Contour labeling items
────────────────────────────────────────
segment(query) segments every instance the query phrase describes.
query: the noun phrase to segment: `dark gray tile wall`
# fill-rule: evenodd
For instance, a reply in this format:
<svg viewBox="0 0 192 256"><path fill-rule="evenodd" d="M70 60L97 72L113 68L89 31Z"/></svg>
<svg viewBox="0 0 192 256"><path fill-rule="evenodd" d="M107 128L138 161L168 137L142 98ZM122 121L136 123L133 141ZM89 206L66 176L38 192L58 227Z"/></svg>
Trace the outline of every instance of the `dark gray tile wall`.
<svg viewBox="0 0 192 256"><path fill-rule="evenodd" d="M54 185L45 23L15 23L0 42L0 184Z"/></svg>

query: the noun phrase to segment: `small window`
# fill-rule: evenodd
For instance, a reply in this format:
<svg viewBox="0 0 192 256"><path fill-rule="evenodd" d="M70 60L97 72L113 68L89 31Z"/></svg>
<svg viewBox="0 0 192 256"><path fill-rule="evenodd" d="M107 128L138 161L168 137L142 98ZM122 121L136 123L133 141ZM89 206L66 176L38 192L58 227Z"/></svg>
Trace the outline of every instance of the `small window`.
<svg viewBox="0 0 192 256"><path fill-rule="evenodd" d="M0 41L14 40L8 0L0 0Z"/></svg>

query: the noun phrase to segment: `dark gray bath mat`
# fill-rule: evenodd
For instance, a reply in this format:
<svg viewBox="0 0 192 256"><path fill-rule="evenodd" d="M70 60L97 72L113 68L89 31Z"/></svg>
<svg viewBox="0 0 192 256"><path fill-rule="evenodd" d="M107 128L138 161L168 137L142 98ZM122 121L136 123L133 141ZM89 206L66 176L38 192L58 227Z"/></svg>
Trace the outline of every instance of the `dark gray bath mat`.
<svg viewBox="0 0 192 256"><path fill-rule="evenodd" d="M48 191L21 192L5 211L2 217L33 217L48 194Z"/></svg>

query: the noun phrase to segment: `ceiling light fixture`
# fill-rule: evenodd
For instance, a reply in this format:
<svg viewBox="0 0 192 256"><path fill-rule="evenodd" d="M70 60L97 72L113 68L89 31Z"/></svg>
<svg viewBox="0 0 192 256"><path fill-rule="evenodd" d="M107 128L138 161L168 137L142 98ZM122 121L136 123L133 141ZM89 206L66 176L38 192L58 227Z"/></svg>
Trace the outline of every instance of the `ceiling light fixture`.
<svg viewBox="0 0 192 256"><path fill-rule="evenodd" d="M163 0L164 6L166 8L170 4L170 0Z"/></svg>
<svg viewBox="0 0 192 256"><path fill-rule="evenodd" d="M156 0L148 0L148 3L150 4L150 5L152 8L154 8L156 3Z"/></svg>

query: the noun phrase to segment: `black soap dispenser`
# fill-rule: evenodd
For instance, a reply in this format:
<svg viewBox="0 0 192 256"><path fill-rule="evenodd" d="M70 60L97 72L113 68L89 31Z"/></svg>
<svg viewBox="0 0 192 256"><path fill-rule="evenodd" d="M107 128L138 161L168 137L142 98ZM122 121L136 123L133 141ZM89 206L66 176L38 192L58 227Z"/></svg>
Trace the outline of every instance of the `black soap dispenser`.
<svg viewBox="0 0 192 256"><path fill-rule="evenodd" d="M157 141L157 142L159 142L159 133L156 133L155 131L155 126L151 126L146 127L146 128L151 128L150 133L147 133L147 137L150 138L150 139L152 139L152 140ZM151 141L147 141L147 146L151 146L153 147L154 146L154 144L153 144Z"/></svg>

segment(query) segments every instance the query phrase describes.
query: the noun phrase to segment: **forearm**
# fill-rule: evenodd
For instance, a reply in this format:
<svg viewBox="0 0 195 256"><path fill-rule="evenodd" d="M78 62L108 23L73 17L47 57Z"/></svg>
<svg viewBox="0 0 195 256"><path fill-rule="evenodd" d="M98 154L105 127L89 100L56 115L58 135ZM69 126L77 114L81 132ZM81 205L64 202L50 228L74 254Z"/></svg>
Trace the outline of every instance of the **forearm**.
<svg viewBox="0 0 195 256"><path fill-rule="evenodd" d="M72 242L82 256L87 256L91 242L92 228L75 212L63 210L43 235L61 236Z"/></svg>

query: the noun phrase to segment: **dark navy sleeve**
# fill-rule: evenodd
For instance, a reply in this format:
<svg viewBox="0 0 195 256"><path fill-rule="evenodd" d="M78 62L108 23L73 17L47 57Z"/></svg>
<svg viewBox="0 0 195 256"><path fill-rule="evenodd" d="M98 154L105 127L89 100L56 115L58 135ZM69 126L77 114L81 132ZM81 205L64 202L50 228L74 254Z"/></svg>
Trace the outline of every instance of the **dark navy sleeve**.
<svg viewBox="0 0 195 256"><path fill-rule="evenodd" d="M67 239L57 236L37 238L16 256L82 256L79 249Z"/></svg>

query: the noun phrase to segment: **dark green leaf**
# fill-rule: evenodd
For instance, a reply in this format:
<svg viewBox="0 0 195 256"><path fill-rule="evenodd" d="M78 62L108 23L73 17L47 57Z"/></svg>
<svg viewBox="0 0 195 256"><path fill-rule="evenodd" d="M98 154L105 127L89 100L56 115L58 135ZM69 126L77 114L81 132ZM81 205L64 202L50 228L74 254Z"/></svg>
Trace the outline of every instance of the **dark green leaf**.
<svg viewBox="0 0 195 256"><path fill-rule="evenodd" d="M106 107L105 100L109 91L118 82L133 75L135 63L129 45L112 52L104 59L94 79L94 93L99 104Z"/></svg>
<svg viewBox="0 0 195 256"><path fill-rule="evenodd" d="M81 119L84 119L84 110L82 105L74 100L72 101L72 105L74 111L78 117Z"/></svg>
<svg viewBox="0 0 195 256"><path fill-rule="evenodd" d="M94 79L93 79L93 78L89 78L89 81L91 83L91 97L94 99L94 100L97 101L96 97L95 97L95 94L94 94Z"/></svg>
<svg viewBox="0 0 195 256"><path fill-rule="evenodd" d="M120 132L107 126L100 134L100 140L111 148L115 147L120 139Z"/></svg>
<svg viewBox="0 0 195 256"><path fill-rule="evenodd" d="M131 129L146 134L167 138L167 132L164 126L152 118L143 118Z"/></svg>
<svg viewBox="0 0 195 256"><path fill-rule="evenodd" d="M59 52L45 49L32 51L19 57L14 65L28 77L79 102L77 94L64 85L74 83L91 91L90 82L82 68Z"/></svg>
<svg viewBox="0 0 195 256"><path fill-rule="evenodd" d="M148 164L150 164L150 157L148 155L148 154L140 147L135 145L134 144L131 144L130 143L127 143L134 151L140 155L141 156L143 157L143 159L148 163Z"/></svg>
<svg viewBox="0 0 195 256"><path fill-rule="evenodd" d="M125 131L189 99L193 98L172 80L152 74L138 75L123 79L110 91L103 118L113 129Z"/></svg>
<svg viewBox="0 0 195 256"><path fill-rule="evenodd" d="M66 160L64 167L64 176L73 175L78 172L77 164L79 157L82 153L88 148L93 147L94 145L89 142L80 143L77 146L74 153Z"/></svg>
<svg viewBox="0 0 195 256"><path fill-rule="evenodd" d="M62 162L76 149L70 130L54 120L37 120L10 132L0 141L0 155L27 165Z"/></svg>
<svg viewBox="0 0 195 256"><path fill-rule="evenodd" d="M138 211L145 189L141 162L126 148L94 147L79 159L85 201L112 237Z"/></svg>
────────────────────────────────────────
Your instructions:
Print every line of the records above without changing anything.

Solution for this exercise:
segment(query) segments every instance the query phrase describes.
query: the noun phrase to segment: `dark gray tile wall`
# fill-rule: evenodd
For instance, a reply in this format:
<svg viewBox="0 0 192 256"><path fill-rule="evenodd" d="M70 60L97 72L113 68L89 31Z"/></svg>
<svg viewBox="0 0 192 256"><path fill-rule="evenodd" d="M107 128L138 161L168 137L142 98ZM122 121L136 123L133 141ZM89 206L66 176L38 192L58 227Z"/></svg>
Trace the outline of every instance of the `dark gray tile wall`.
<svg viewBox="0 0 192 256"><path fill-rule="evenodd" d="M54 185L45 23L15 23L0 42L0 184Z"/></svg>

query: the noun phrase to segment: `small window`
# fill-rule: evenodd
For instance, a reply in this format:
<svg viewBox="0 0 192 256"><path fill-rule="evenodd" d="M70 60L97 72L113 68L89 31Z"/></svg>
<svg viewBox="0 0 192 256"><path fill-rule="evenodd" d="M107 128L138 161L168 137L142 98ZM122 121L136 123L133 141ZM89 206L66 176L38 192L58 227Z"/></svg>
Trace the outline of every instance of the `small window`.
<svg viewBox="0 0 192 256"><path fill-rule="evenodd" d="M0 41L14 40L8 0L0 0Z"/></svg>

query: the noun phrase to segment: `dark gray bath mat`
# fill-rule: evenodd
For instance, a reply in this format:
<svg viewBox="0 0 192 256"><path fill-rule="evenodd" d="M70 60L97 72L113 68L89 31Z"/></svg>
<svg viewBox="0 0 192 256"><path fill-rule="evenodd" d="M107 128L138 161L168 137L142 98ZM122 121L136 123L133 141ZM89 206L66 176L38 192L58 227Z"/></svg>
Trace the outline of every instance of the `dark gray bath mat`.
<svg viewBox="0 0 192 256"><path fill-rule="evenodd" d="M48 191L21 192L5 211L2 217L33 217L48 194Z"/></svg>

query: the noun phrase to segment: `ceiling light fixture`
# fill-rule: evenodd
For instance, a reply in this format:
<svg viewBox="0 0 192 256"><path fill-rule="evenodd" d="M70 60L97 72L113 68L89 31Z"/></svg>
<svg viewBox="0 0 192 256"><path fill-rule="evenodd" d="M107 128L138 161L168 137L142 98ZM122 121L136 123L133 141ZM89 206L66 176L38 192L58 227Z"/></svg>
Trace the outline of every instance of the `ceiling light fixture`.
<svg viewBox="0 0 192 256"><path fill-rule="evenodd" d="M163 0L164 6L166 8L170 4L170 0Z"/></svg>
<svg viewBox="0 0 192 256"><path fill-rule="evenodd" d="M156 0L148 0L148 3L150 4L150 5L152 8L154 8L156 3Z"/></svg>

query: the noun phrase to segment: `black soap dispenser`
# fill-rule: evenodd
For instance, a reply in this format:
<svg viewBox="0 0 192 256"><path fill-rule="evenodd" d="M70 60L97 72L113 68L89 31Z"/></svg>
<svg viewBox="0 0 192 256"><path fill-rule="evenodd" d="M107 128L138 161L168 137L142 98ZM122 121L136 123L133 141ZM89 206L66 176L38 192L58 227Z"/></svg>
Trace the outline of every instance of the `black soap dispenser`.
<svg viewBox="0 0 192 256"><path fill-rule="evenodd" d="M157 141L157 142L159 142L159 133L156 133L155 131L155 126L151 126L146 127L146 128L151 128L150 133L147 133L147 137L150 138L150 139L152 139L152 140ZM151 141L147 141L147 146L151 146L153 147L154 146L154 144L153 144Z"/></svg>

segment(query) segments every instance the query phrase describes.
query: the noun phrase to segment: **forearm**
# fill-rule: evenodd
For instance, a reply in this format:
<svg viewBox="0 0 195 256"><path fill-rule="evenodd" d="M78 62L108 23L73 17L47 57Z"/></svg>
<svg viewBox="0 0 195 256"><path fill-rule="evenodd" d="M98 154L105 127L89 100L56 115L58 135ZM69 126L77 114L81 132ZM81 205L64 202L50 228L74 254Z"/></svg>
Trace the outline of every instance of the **forearm**.
<svg viewBox="0 0 195 256"><path fill-rule="evenodd" d="M72 242L82 256L87 256L91 242L92 228L75 212L63 210L43 235L61 236Z"/></svg>

query: the noun phrase to segment: **dark navy sleeve**
# fill-rule: evenodd
For instance, a reply in this format:
<svg viewBox="0 0 195 256"><path fill-rule="evenodd" d="M78 62L108 23L73 17L47 57Z"/></svg>
<svg viewBox="0 0 195 256"><path fill-rule="evenodd" d="M98 154L105 127L89 100L56 115L58 135ZM69 126L77 114L81 132ZM81 205L64 202L50 228L74 254Z"/></svg>
Trace the outline of every instance of the **dark navy sleeve**.
<svg viewBox="0 0 195 256"><path fill-rule="evenodd" d="M67 239L57 236L37 238L16 256L82 256L79 249Z"/></svg>

query: the noun phrase to segment: **dark green leaf**
# fill-rule: evenodd
For instance, a reply in this format:
<svg viewBox="0 0 195 256"><path fill-rule="evenodd" d="M78 62L108 23L73 17L47 57Z"/></svg>
<svg viewBox="0 0 195 256"><path fill-rule="evenodd" d="M98 154L105 127L89 100L56 115L58 135ZM69 126L77 114L81 132ZM81 205L64 202L50 228L74 254Z"/></svg>
Trace the outline of every instance of the **dark green leaf**.
<svg viewBox="0 0 195 256"><path fill-rule="evenodd" d="M106 107L105 100L109 91L118 82L133 75L135 63L129 45L112 52L104 59L94 79L94 93L99 104Z"/></svg>
<svg viewBox="0 0 195 256"><path fill-rule="evenodd" d="M81 119L84 119L84 110L82 105L74 100L72 101L72 105L74 111L78 117Z"/></svg>
<svg viewBox="0 0 195 256"><path fill-rule="evenodd" d="M94 79L93 79L93 78L89 78L89 81L91 83L91 97L94 99L94 100L97 101L96 97L95 97L95 94L94 94Z"/></svg>
<svg viewBox="0 0 195 256"><path fill-rule="evenodd" d="M120 132L107 126L100 134L100 140L111 148L115 147L120 139Z"/></svg>
<svg viewBox="0 0 195 256"><path fill-rule="evenodd" d="M131 129L146 134L167 138L167 132L164 126L152 118L143 118Z"/></svg>
<svg viewBox="0 0 195 256"><path fill-rule="evenodd" d="M59 52L45 49L32 51L19 57L14 65L28 77L79 102L77 94L64 85L74 83L91 91L90 82L82 68Z"/></svg>
<svg viewBox="0 0 195 256"><path fill-rule="evenodd" d="M148 164L150 164L150 157L148 155L148 154L140 147L135 145L134 144L131 144L130 143L127 143L134 151L140 155L141 156L143 157L143 159L148 163Z"/></svg>
<svg viewBox="0 0 195 256"><path fill-rule="evenodd" d="M125 131L189 99L193 98L172 80L152 74L138 75L123 79L110 91L103 118L113 129Z"/></svg>
<svg viewBox="0 0 195 256"><path fill-rule="evenodd" d="M66 160L64 167L64 176L73 175L78 172L77 164L79 157L82 153L88 148L93 147L94 145L89 142L80 143L77 146L74 153Z"/></svg>
<svg viewBox="0 0 195 256"><path fill-rule="evenodd" d="M62 162L76 149L70 130L54 120L37 120L10 132L0 141L0 155L27 165Z"/></svg>
<svg viewBox="0 0 195 256"><path fill-rule="evenodd" d="M138 211L145 189L141 162L126 148L94 147L79 159L85 201L112 237Z"/></svg>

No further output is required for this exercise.